What the task asks
Count the lines in the items below that contain the word "green". Reply with the number only.

Excerpts of bounding box data
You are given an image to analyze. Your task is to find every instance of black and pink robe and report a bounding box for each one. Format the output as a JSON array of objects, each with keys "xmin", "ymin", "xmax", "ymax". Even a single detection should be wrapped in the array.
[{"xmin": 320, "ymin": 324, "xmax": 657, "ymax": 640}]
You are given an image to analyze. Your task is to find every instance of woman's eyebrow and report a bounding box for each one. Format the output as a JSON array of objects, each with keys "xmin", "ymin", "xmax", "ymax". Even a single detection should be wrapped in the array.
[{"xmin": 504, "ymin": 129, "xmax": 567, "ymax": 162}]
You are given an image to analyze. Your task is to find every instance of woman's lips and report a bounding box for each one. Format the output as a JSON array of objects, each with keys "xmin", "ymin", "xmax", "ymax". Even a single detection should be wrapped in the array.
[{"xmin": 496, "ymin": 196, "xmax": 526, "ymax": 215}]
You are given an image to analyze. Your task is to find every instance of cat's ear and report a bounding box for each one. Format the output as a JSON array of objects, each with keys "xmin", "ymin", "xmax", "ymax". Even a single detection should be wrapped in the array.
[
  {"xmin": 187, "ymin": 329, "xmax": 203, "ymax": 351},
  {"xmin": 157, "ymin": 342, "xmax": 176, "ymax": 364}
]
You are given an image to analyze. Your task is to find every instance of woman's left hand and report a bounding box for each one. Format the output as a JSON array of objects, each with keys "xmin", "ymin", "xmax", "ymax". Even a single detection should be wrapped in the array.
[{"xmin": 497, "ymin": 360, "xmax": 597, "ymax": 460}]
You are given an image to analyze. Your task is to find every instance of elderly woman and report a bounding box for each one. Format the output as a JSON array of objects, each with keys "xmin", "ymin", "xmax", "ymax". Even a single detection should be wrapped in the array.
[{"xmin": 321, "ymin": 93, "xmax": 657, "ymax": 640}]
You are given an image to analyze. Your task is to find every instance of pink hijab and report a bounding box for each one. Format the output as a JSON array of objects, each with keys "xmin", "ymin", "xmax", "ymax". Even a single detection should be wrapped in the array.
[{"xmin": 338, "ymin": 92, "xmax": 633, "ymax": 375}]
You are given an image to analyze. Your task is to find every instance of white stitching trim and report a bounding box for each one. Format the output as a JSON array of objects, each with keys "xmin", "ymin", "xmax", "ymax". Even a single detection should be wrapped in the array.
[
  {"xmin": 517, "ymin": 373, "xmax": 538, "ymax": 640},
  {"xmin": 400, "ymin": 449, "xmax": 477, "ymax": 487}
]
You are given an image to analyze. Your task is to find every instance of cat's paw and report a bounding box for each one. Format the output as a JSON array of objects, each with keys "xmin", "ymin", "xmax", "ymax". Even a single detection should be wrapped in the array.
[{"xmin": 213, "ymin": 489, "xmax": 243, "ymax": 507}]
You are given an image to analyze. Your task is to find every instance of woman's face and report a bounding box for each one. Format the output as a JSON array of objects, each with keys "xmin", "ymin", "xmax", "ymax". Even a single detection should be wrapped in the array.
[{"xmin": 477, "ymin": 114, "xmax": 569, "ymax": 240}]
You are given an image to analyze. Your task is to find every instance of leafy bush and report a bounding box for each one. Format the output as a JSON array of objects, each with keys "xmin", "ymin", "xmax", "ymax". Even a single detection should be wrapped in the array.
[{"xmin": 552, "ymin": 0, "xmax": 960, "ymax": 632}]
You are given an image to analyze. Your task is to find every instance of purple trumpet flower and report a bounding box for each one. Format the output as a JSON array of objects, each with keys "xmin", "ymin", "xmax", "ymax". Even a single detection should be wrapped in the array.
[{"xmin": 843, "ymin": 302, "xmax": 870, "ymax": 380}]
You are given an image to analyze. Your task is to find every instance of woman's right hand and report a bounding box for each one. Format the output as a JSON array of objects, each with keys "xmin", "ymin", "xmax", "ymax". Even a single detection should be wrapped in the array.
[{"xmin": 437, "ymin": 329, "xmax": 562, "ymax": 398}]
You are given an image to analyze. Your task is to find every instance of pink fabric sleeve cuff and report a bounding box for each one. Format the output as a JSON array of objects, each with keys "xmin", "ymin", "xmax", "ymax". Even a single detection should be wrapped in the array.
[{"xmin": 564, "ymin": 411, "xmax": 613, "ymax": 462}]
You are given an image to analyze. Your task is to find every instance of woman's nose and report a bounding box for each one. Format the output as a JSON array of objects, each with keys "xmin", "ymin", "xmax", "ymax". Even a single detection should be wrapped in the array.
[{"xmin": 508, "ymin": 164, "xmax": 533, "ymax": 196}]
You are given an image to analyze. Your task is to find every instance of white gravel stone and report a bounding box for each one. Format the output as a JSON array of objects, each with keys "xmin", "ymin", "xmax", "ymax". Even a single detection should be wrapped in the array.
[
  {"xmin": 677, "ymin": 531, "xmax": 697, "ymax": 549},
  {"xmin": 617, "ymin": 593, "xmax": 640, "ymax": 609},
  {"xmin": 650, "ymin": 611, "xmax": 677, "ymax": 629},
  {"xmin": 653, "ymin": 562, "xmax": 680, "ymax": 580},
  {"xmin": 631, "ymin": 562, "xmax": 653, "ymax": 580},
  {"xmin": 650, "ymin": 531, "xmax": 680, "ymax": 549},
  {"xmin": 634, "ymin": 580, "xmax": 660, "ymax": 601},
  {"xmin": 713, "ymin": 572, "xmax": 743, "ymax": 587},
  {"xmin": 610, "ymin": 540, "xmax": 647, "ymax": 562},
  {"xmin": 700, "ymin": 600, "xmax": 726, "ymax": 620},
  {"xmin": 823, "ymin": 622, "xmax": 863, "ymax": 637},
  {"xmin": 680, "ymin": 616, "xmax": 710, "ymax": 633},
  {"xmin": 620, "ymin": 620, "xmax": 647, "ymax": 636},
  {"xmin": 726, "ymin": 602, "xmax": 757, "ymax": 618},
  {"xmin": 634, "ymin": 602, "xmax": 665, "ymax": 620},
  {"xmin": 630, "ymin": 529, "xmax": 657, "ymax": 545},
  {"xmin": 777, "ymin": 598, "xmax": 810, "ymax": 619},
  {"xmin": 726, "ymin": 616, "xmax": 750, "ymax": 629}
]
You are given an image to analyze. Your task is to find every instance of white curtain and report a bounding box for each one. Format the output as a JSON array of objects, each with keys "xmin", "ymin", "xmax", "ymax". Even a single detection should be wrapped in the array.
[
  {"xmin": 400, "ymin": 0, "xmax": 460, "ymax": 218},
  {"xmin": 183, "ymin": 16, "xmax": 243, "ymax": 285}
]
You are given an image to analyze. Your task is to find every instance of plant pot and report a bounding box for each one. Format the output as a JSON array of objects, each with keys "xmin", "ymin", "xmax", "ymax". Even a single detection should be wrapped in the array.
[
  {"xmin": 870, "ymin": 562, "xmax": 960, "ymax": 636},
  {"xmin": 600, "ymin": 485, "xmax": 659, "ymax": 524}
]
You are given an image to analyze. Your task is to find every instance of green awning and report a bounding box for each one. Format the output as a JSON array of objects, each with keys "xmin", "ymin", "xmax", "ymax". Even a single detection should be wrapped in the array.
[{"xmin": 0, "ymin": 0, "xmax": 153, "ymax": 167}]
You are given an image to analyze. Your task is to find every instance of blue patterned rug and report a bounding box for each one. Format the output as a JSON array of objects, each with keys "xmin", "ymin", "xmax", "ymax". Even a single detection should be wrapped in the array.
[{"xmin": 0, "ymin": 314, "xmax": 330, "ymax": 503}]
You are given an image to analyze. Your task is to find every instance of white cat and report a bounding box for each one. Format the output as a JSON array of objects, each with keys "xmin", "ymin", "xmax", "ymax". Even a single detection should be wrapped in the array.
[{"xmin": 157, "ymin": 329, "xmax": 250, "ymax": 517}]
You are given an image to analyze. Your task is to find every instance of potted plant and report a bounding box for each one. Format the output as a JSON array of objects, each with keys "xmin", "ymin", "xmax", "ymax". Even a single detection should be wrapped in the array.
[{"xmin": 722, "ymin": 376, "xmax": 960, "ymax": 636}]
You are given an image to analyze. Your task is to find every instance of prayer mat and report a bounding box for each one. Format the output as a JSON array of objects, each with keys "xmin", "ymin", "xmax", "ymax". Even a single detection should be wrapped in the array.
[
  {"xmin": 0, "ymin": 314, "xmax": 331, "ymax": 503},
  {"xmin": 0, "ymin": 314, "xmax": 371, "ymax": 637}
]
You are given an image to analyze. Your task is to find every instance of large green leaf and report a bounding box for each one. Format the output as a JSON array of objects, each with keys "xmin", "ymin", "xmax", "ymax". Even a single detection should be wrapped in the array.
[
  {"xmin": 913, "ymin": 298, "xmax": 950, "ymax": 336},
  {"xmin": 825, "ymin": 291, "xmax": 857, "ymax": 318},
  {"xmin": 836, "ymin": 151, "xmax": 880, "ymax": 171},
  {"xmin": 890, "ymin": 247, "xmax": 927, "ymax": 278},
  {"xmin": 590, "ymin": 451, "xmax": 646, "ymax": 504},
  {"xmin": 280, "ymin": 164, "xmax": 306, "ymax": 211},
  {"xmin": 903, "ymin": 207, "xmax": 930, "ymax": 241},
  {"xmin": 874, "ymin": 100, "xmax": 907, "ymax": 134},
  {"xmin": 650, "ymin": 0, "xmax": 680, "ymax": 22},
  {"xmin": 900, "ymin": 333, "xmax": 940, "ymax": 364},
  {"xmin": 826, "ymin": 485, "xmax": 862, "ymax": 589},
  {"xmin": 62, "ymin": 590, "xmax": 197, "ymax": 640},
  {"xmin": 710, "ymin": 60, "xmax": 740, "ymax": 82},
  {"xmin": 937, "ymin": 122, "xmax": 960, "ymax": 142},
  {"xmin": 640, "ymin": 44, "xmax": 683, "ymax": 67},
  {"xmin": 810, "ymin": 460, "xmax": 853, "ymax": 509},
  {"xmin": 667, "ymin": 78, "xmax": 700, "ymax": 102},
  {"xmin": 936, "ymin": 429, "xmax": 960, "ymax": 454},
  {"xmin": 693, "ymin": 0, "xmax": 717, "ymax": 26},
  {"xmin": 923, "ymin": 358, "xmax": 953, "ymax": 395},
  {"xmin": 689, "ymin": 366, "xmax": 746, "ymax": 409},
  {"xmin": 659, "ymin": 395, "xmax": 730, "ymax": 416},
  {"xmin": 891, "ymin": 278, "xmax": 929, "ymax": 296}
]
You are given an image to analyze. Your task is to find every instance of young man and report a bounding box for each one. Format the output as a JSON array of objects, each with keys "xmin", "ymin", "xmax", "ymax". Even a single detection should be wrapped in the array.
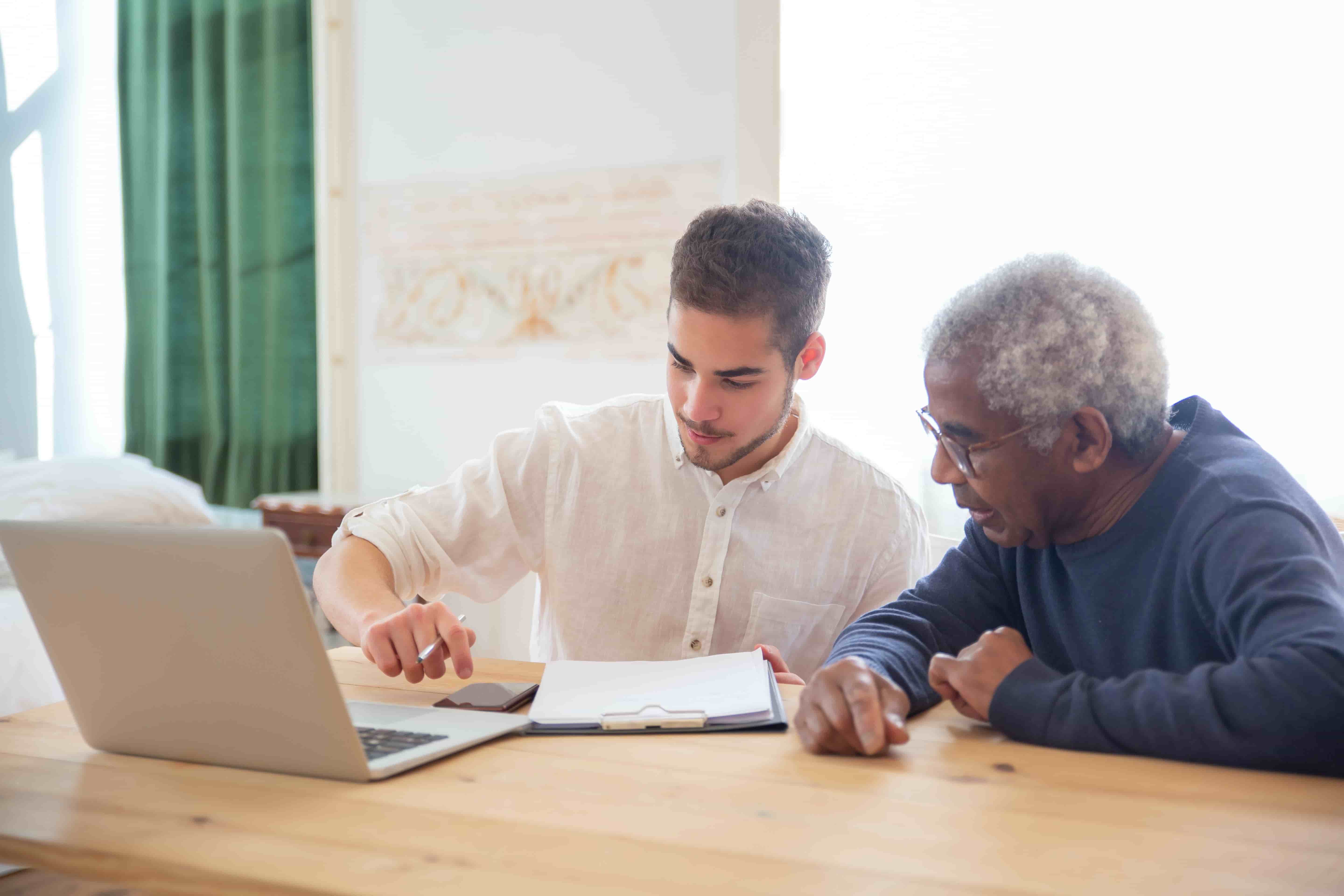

Answer below
2